# Stated exercise:
Leaving out the pictures, retype all the material exactly.

# Data records:

——————

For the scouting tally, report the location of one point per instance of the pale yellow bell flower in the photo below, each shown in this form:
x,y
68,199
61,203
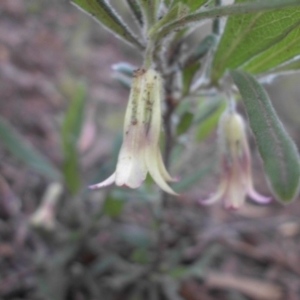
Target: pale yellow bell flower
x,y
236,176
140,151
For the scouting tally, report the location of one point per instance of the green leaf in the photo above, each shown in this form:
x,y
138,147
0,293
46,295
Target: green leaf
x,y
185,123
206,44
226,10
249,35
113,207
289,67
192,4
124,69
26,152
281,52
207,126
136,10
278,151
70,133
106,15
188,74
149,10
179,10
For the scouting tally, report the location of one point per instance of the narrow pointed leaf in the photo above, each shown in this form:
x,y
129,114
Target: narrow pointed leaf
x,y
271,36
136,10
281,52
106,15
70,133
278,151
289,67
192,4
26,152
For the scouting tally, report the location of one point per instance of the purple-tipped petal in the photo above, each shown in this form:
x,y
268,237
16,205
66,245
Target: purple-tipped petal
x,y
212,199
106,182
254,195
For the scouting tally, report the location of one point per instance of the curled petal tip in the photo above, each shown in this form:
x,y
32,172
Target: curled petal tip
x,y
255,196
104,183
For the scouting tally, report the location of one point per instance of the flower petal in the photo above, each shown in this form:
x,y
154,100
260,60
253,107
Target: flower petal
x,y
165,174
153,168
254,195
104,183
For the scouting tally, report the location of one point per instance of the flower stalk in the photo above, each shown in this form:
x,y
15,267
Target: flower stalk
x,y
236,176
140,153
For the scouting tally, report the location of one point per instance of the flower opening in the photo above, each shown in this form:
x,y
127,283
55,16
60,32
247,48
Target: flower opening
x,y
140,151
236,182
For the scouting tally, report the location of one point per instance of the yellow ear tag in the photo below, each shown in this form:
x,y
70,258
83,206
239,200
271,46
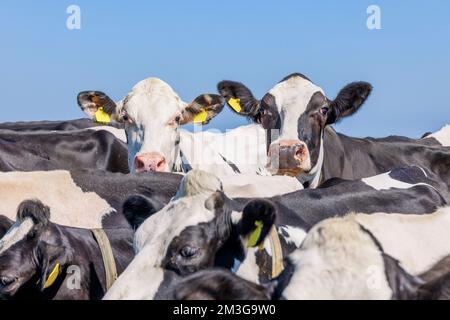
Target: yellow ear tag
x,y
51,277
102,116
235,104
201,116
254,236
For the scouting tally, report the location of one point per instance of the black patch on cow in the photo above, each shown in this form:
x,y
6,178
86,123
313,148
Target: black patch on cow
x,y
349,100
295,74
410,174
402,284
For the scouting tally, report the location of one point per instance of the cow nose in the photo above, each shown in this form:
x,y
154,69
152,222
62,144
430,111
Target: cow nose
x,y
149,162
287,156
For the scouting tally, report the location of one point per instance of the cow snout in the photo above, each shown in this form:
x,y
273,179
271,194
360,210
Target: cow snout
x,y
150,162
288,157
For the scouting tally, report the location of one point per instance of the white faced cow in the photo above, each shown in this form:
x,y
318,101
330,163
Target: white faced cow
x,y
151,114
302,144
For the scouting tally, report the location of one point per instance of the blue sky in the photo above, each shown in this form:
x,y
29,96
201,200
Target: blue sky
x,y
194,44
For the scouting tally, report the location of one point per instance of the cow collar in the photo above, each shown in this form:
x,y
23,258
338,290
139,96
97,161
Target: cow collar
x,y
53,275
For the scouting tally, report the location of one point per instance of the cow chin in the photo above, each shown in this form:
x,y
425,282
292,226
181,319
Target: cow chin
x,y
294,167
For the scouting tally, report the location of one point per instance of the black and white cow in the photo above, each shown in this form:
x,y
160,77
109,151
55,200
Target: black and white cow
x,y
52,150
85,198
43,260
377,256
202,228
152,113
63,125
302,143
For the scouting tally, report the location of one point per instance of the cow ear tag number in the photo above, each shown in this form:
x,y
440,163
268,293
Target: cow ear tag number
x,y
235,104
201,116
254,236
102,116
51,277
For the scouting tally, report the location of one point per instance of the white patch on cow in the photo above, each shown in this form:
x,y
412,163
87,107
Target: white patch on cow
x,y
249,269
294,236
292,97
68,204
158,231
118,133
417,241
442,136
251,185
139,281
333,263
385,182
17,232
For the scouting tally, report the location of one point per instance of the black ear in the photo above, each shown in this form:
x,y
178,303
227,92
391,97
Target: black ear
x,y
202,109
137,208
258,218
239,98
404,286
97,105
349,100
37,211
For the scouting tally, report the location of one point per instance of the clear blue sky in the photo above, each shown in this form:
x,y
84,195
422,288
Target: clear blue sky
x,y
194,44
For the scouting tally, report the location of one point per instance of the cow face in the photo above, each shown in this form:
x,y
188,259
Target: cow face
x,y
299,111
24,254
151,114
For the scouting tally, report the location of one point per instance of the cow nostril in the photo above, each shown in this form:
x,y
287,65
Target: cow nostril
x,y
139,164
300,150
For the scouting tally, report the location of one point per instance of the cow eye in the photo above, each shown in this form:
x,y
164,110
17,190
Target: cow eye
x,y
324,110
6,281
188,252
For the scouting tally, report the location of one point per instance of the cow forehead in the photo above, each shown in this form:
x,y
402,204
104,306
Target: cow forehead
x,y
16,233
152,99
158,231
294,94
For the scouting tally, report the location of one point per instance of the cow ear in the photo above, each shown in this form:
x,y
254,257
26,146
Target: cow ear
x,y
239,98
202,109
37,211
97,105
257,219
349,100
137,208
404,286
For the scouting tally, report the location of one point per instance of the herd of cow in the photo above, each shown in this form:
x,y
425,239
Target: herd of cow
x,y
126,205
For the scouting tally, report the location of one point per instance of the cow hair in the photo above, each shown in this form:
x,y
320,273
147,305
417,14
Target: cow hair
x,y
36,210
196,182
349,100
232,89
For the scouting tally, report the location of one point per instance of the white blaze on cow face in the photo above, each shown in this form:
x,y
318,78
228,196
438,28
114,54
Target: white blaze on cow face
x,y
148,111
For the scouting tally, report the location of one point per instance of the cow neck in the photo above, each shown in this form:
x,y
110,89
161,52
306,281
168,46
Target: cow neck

——————

# Result of this task:
For the scouting tally, report the location of one point per instance of the pale yellow bell flower in the photo below, each shown in this form:
x,y
68,199
61,203
Target: pale yellow bell flower
x,y
236,176
140,151
For the scouting tally, report the location of one point per instance of the green leaf in the photo above, each shown in this form:
x,y
138,147
0,293
46,295
Target: green leaf
x,y
185,123
206,44
226,10
249,35
113,207
289,67
192,4
124,69
26,152
281,52
207,126
136,10
278,151
70,133
106,15
188,74
149,10
179,10
For the scouting tally, report the location of one point per instance of the narrow pointed leaf in the photo above, each shown in this form:
x,y
129,114
Target: narrow pointed leaf
x,y
271,36
136,10
281,52
106,15
70,133
278,151
289,67
192,4
26,152
For the scouting tally, report the location of one point per instance of the purple-tipped petal in the photo above, each shown in this form:
x,y
268,237
16,205
66,245
Target: purple-tipped petal
x,y
212,199
106,182
254,195
For the scouting tally, report the location of one point per instance of the curled petal tip in the photo above, each shown in this form:
x,y
32,172
Target: curled petal tip
x,y
255,196
104,183
For the scouting tally, report the location of one point per instance of the flower petal in the photo above, each shown in this form:
x,y
154,100
260,60
253,107
Target: flower petal
x,y
165,174
153,168
254,195
104,183
For the scouting tally, report the location of one point per instance of the flower stalk in the photo above, each shown in this form:
x,y
15,267
Target: flower stalk
x,y
236,176
140,153
For the scouting tally, report the location of one point per instance of the flower opening in the photo above, each shown in this form:
x,y
127,283
55,16
60,32
247,48
Target: flower opening
x,y
140,151
236,182
For the scouting tally, report the location of one point per instance of the yellow ear tag in the photo below, each shown in this form:
x,y
70,258
83,206
239,200
271,46
Target: yellow ear tag
x,y
51,277
102,116
235,104
201,116
254,236
For the scouting tally, report the location of one point per instance of the black patch on cow in the photo above, each shown in this form:
x,y
6,178
86,123
313,148
Target: black patch on cow
x,y
349,100
295,74
410,174
402,284
For the scouting tally, report the location of one point per instance of the cow nose in the photo above, each shown in this form:
x,y
154,69
152,222
62,144
430,111
Target: cow nose
x,y
149,162
287,156
For the scouting tally, report the location of one point per instance of the cow snout in the photo above, each shown in this form:
x,y
273,179
271,194
360,210
Target: cow snout
x,y
150,162
288,157
For the scouting tally, report the location of one point per instance of the white faced cow in the photo above, each shown in this form:
x,y
318,101
330,163
Target: white faced cow
x,y
151,114
302,144
For the scouting tally, report the location of one point per instance of the blue sky in the photo above, each shown in this form:
x,y
29,96
201,200
Target: blue sky
x,y
194,44
For the scouting tally, report the location of one point per instance of the cow collar in the photo above, each shown in this form:
x,y
23,258
338,290
139,96
97,161
Target: cow collar
x,y
53,275
For the scouting tally, report the location of one point per instance of the cow chin in the photo above, each shown in this form:
x,y
425,282
292,226
181,319
Target: cow chin
x,y
294,167
For the scouting tally, report the location of one point per instance of the black and white cow in the photo above, each shown in this form:
x,y
160,77
109,151
55,200
Target: black and white cow
x,y
52,150
85,198
43,260
377,256
202,228
152,113
63,125
302,143
For the scouting tally, report the location of one point per instance of the cow ear tag number in the photo above, each shown in this form:
x,y
440,163
268,293
Target: cow ear tag number
x,y
235,104
201,116
254,236
102,116
51,277
For the scouting tally, report the location of one point per instance of the white patch on cow in the photo above, each shown in this form:
x,y
412,163
87,107
Target: white patch on cow
x,y
249,269
294,236
292,97
68,204
158,231
118,133
417,241
442,136
251,185
139,281
333,263
385,182
17,232
For the scouting tally, report the location of one point per instance of the black ear in the photo above, each shown in this form:
x,y
178,303
227,92
391,97
Target: black ear
x,y
202,109
137,208
258,218
239,98
404,286
97,105
349,100
37,211
For the scouting tally, report the location of one point per instance of the clear blue sky in the photo above, each shown in this form:
x,y
84,195
422,288
Target: clear blue sky
x,y
194,44
For the scouting tally, report the location of one point per instance of the cow face in the photo above, each shown in this form:
x,y
188,259
Target: cow face
x,y
299,111
24,254
151,114
For the scouting tally, report the location of one point per instance of the cow nostril in the photo above, each shown in this form:
x,y
287,65
Target: cow nostril
x,y
139,164
300,150
For the scouting tally, report the location of one point per instance of the cow eye in the photo above, each shown in this form:
x,y
164,110
17,190
Target: cow eye
x,y
324,110
6,281
188,252
For the scouting tally, report the location of one point per instance of the cow forehead in the photo above, each shown in this form:
x,y
402,204
104,306
Target: cow forehead
x,y
16,233
152,99
158,231
294,94
For the scouting tally, report the location of one point per instance of the cow ear in the photo above, each shown in this form:
x,y
254,257
26,146
Target: cow ear
x,y
239,98
202,109
37,211
97,105
257,219
349,100
137,208
404,286
For the scouting tally, report the location of one point per instance of the herd of cow in the photo above, each shown in this form:
x,y
425,239
Target: herd of cow
x,y
126,205
For the scouting tally, report the location of one point per instance of the cow hair in the photo above, each shown in this form:
x,y
320,273
147,305
417,14
Target: cow hair
x,y
36,210
196,182
349,100
232,89
For the scouting tally, report the location of one point per instance of the white blaze on cow face in the photo above, each shown in this form:
x,y
318,78
228,196
438,28
114,54
Target: white blaze on cow face
x,y
148,111
For the scouting tally, report the location of one point per instance of the cow neck in the photo above, each shown in this form:
x,y
110,89
161,52
306,281
168,46
Target: cow neck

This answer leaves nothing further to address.